**Brano selezionato:**
Sono storie meravigliose: di esseri umani normalissimi, ma completamente
diversi. Orgogliosi, contenti, pieni di vita. Gente che è riuscita, attraverso
il lavoro, a riprendersi in mano la propria vita. Che stava per essere spazzata
via da una multinazionale, da un sindacato corrotto, dalla rassegnazione.

Ma ci sono anche
pescatori che si organizzano, squadre di calcio femminile che decidono di farsi
un campionato. O, se si cercano esempi mitici nel passato, la rivoluzione di
Basaglia, che inizia non a caso con un “Mi non firmo”, la prima risposta data
dopo l’arrivo a Gorizia a chi gli chiedeva di sancire con un gesto della penna
che tutto sarebbe andato avanti come prima. L’unica cosa che tutte queste
esperienze, così diverse, hanno in comune è che non sono solitarie, che
sperimentano un modo di fare, di lavorare diverso, che cercano in qualche modo
di essere delle piccole enclave di umanità diversa. Sono in qualche modo votate
al fallimento, non si condannano a vita eterna, sanno quello che vogliono, ma sono
pronte a perderlo in qualunque momento se andare avanti comportasse uno
snaturamento. E danno alla gente che le mette in atto una gioia di vivere, una
forza, un piacere. Queste persone sono vitali, giovani, sorridenti, s”incazzano
anche se hanno settant”anni. Hanno ripreso in mano il proprio destino, in una
piccola – non bisogna esagerare – regione della propria esistenza


Che ruolo ricopre il tema del tempo nel suo
pensiero filosofico e nell’ottica di una trasformazione complessiva della
società?


Accordare i tempi
della vita e della politica, della società e della storia è il problema immenso
che il pensiero e la pratica di sinistra ha tentato di risolvere per almeno due
secoli. La soluzione, perdente o quanto meno sconfitta, la conosciamo: sperare
tutto in un futuro radioso e garantito. Il sole dell’avvenire: oggi no, domani
neppure, ma dopodomani certamente. Una concezione del tempo religiosa e
sacrificale che è stata prima cannibalizzata, poi risputata fuori in forma di
presentismo assoluto dal capitalismo. Su questo terreno la sconfitta è totale.

**Dati forniti:**
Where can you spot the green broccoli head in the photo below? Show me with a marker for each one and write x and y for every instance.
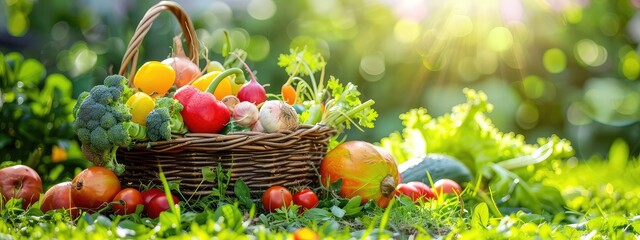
(176, 123)
(102, 94)
(158, 124)
(81, 99)
(103, 122)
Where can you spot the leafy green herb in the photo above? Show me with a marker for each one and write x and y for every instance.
(335, 105)
(469, 135)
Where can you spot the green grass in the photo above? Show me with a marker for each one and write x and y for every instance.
(602, 202)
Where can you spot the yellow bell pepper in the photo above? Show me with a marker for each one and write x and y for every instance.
(141, 104)
(154, 78)
(222, 90)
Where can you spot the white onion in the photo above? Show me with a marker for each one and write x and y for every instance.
(277, 116)
(246, 114)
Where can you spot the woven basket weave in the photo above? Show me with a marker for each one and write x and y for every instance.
(261, 160)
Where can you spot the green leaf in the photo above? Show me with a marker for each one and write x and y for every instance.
(636, 227)
(337, 211)
(619, 154)
(480, 217)
(242, 193)
(31, 73)
(232, 217)
(208, 174)
(353, 206)
(317, 214)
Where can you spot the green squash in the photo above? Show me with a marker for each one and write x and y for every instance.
(439, 166)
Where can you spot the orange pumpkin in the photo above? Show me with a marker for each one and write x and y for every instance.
(366, 170)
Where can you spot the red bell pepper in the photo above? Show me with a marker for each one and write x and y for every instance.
(202, 112)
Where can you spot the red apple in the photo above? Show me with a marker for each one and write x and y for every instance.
(20, 181)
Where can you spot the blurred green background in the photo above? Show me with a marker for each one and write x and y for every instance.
(565, 67)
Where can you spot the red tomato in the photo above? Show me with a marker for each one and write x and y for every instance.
(59, 197)
(446, 185)
(20, 181)
(150, 194)
(131, 198)
(159, 204)
(306, 199)
(305, 234)
(408, 190)
(94, 187)
(276, 197)
(424, 189)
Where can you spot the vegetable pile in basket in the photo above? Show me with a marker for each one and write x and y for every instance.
(171, 98)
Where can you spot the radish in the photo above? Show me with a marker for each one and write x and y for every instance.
(186, 70)
(252, 91)
(246, 114)
(277, 116)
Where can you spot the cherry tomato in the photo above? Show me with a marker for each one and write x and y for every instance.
(408, 190)
(424, 189)
(446, 185)
(276, 197)
(306, 199)
(305, 234)
(150, 194)
(131, 197)
(94, 187)
(159, 204)
(59, 197)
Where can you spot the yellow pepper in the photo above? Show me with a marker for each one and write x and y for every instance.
(141, 104)
(222, 90)
(154, 78)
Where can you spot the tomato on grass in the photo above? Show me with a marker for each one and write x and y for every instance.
(446, 185)
(131, 199)
(94, 187)
(276, 197)
(306, 199)
(159, 204)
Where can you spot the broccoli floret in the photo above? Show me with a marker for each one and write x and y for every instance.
(103, 122)
(99, 139)
(158, 124)
(121, 112)
(107, 120)
(101, 94)
(176, 123)
(84, 135)
(118, 86)
(122, 134)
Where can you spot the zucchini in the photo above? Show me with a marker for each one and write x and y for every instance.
(439, 166)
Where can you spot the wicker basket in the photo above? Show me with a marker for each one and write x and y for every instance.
(261, 160)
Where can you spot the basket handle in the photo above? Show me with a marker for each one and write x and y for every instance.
(131, 55)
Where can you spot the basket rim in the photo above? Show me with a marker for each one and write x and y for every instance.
(317, 132)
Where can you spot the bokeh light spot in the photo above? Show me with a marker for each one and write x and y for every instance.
(554, 60)
(372, 67)
(527, 115)
(486, 62)
(590, 53)
(406, 31)
(17, 24)
(500, 39)
(261, 9)
(576, 116)
(533, 87)
(631, 66)
(258, 48)
(463, 25)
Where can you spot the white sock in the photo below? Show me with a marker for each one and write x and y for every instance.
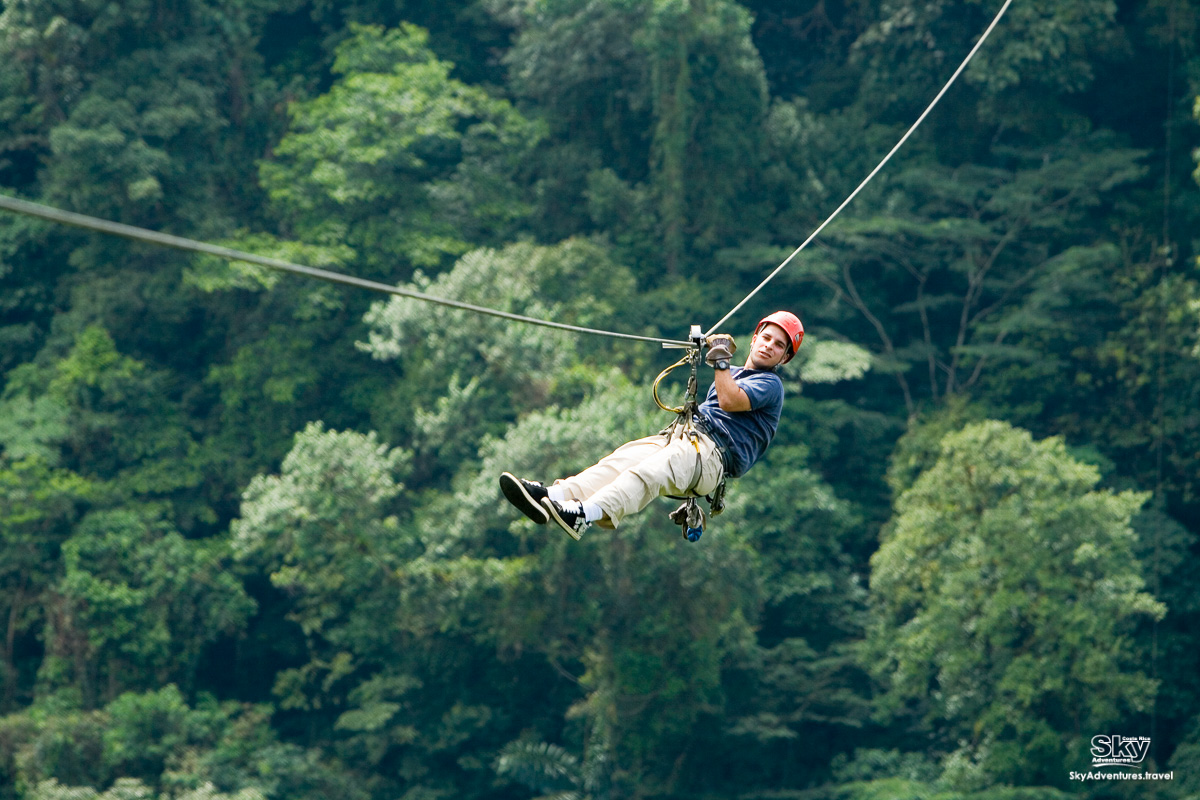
(592, 512)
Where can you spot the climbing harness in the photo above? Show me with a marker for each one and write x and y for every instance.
(689, 516)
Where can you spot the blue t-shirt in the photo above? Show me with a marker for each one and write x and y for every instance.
(745, 434)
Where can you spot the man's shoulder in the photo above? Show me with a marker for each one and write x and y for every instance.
(765, 384)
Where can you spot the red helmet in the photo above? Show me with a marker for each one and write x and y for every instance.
(791, 325)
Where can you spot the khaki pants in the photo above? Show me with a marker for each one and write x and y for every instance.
(628, 480)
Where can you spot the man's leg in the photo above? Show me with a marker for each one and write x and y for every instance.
(670, 469)
(607, 469)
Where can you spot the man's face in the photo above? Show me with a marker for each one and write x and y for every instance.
(768, 348)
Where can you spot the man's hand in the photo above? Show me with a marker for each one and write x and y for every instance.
(720, 350)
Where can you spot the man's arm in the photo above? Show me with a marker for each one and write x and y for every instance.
(729, 395)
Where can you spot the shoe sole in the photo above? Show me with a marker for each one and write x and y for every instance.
(553, 515)
(516, 494)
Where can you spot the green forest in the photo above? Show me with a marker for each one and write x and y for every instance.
(252, 545)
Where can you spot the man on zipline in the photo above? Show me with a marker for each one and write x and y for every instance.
(736, 423)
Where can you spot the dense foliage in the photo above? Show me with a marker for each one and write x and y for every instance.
(251, 541)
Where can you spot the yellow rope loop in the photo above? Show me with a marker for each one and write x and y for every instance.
(673, 409)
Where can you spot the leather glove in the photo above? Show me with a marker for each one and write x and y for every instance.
(720, 350)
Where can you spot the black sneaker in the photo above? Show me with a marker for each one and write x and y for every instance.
(526, 495)
(568, 516)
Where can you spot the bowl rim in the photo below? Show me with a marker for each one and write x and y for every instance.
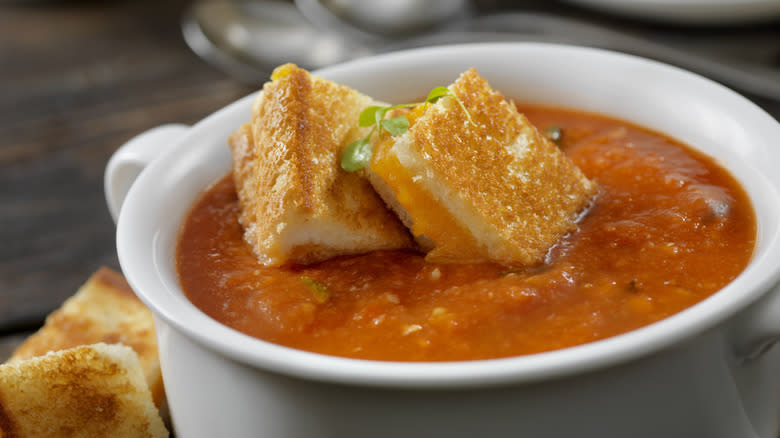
(146, 279)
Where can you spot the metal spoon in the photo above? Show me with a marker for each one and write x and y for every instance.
(247, 39)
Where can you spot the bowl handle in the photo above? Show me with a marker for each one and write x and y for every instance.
(758, 328)
(130, 159)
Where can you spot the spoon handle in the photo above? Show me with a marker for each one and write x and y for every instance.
(748, 76)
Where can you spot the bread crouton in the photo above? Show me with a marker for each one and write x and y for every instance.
(104, 309)
(481, 185)
(89, 391)
(297, 204)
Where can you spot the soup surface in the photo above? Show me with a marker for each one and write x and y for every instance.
(667, 229)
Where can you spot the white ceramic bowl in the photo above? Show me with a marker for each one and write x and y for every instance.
(702, 372)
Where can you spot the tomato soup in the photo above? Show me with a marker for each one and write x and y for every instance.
(668, 228)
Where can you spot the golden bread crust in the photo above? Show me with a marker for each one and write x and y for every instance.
(297, 204)
(88, 391)
(499, 179)
(104, 309)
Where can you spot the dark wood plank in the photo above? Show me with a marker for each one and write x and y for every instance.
(77, 79)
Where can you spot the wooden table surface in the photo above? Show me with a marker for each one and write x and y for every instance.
(78, 79)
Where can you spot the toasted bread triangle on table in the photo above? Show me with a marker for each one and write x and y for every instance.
(297, 204)
(88, 391)
(481, 184)
(104, 309)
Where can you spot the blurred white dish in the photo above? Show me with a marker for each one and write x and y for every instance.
(691, 11)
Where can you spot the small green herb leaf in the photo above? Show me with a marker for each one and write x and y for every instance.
(370, 115)
(318, 290)
(437, 93)
(396, 125)
(357, 154)
(554, 133)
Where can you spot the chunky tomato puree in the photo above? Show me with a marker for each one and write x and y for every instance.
(668, 228)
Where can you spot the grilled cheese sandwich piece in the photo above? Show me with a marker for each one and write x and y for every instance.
(492, 190)
(89, 391)
(297, 204)
(104, 309)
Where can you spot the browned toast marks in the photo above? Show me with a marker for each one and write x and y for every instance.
(495, 189)
(297, 204)
(104, 309)
(89, 391)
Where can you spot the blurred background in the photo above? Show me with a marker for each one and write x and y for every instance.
(78, 78)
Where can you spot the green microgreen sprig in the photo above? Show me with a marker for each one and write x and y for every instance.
(358, 154)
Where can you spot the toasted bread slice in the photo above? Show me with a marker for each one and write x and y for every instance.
(104, 309)
(89, 391)
(492, 190)
(297, 204)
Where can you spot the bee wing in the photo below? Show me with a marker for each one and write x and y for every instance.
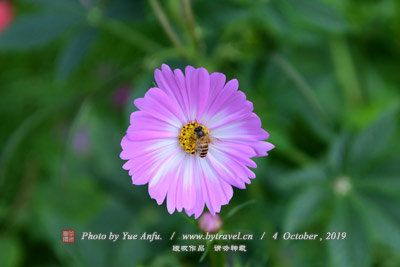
(215, 140)
(197, 147)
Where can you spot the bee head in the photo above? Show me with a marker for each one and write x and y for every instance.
(199, 131)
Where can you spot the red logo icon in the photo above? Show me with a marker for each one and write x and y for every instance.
(68, 236)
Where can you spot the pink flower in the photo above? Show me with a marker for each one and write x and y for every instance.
(161, 142)
(6, 14)
(209, 223)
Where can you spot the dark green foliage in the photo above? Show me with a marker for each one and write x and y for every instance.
(323, 76)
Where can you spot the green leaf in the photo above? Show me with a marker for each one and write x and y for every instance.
(10, 252)
(383, 228)
(238, 208)
(74, 52)
(37, 29)
(304, 208)
(354, 250)
(311, 175)
(318, 14)
(70, 5)
(371, 142)
(338, 152)
(386, 185)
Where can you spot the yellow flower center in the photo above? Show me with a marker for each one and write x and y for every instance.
(187, 136)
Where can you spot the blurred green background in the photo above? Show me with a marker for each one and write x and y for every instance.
(323, 76)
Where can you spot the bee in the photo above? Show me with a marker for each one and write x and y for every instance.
(202, 141)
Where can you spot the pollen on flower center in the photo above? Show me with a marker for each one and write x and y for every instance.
(187, 136)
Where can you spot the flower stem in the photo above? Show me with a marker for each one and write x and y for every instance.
(167, 26)
(302, 85)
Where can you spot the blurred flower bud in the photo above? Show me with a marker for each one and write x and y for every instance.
(6, 14)
(120, 96)
(342, 185)
(210, 223)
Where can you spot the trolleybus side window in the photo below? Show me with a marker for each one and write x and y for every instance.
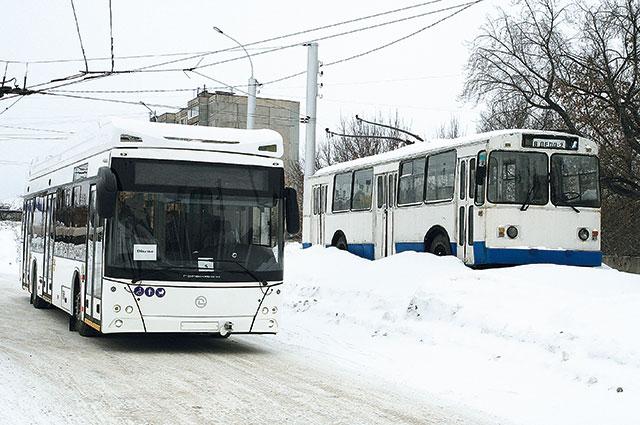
(482, 177)
(362, 189)
(441, 172)
(37, 243)
(342, 192)
(411, 186)
(380, 191)
(463, 179)
(472, 177)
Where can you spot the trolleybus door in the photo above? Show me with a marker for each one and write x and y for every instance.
(380, 225)
(392, 184)
(385, 202)
(464, 231)
(26, 245)
(49, 261)
(93, 282)
(322, 210)
(319, 209)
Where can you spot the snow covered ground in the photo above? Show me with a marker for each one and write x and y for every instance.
(537, 344)
(526, 345)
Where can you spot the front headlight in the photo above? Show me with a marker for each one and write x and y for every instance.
(583, 234)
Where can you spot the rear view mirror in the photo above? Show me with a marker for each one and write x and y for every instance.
(481, 175)
(292, 214)
(106, 192)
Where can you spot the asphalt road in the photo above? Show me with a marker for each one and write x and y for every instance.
(50, 375)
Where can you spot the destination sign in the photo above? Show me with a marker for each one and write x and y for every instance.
(569, 143)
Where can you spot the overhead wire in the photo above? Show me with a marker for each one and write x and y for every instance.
(459, 7)
(109, 100)
(13, 127)
(75, 17)
(81, 78)
(111, 35)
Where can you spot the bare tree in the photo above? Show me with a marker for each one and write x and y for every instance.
(371, 139)
(450, 130)
(533, 74)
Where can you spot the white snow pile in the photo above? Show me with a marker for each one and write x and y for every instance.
(537, 344)
(13, 204)
(9, 248)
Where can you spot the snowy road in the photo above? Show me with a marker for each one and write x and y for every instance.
(51, 375)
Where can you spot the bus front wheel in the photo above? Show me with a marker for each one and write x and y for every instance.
(37, 302)
(439, 245)
(78, 324)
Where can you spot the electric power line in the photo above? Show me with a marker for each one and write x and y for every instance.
(375, 49)
(111, 35)
(75, 17)
(83, 77)
(34, 129)
(128, 102)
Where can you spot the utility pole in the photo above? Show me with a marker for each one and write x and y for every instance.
(253, 83)
(312, 101)
(251, 102)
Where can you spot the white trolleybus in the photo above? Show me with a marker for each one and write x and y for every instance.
(146, 227)
(500, 198)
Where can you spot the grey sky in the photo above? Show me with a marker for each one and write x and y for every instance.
(421, 77)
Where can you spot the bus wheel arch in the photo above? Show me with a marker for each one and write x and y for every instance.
(437, 241)
(37, 302)
(75, 321)
(339, 240)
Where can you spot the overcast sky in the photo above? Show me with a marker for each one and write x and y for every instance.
(420, 77)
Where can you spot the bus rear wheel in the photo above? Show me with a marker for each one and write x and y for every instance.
(439, 245)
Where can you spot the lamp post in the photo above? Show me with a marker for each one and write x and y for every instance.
(253, 83)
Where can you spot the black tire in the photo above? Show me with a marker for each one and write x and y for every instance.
(78, 324)
(341, 243)
(439, 245)
(37, 302)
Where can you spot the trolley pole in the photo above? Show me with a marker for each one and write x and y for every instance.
(312, 101)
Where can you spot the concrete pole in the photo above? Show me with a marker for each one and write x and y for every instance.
(312, 101)
(251, 103)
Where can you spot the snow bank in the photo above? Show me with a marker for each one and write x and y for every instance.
(13, 204)
(533, 344)
(9, 249)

**Compito A:** Nel brano sulle esperienze collettive, elenca le tre cose da cui la vita di quella gente "stava per essere spazzata via".
**Compito B:** Scrivi il seguito del brano sul tempo e sulla sconfitta della sinistra, partendo subito dopo l'ultima frase.

**Risultato atteso A:** una multinazionale, un sindacato corrotto, la rassegnazione

**Risultato atteso B:**
Davanti a questo
scenario letteralmente disperato – il presentismo assoluto non conosce
speranza, essendo questa la fede nel fatto che il tempo che verrà sarà diverso
e migliore di quello presente – a me affascinano molto tutte quelle visioni che
considerano la vita e la storia come un’avventura a trazione posteriore, non
anteriore. Senza per questo ricadere nel fatalismo di certa pessima
psicoanalisi (il passato come destino). Penso, solo per fare il nome più noto e
logoro, a una delle idee ossessive e capitali di Walter Benjamin: tutta la
speranza di cui abbiamo bisogno la ottieni da un lavoro rivoluzionario sulla
memoria. Non pensava certo a riti imbalsamati e spenti come il Giorno della
memoria o ad altre cerimonie liturgiche in onore della vittima come
protagonista unica ed assoluta della storia del mondo. Ma a quanta passione,
energia e ansia di riscatto e giustizia sta stoccata nelle lotte, nelle vittorie
e nelle sconfitte del passato. Con un’immagine bellissima Benjamin parlava di
un “appuntamento misterioso tra le generazioni”, come se chi ci ha preceduto ci
consegnasse un testimone di forza e speranza.


Lei insegna all’Università e si relaziona ogni
giorno con moltissimi giovani. Al tempo dei social networks e dell’ibridazione
pervasiva promossa dalle tecnologie informatiche, quali aspetti la colpiscono
maggiormente delle nuove generazioni?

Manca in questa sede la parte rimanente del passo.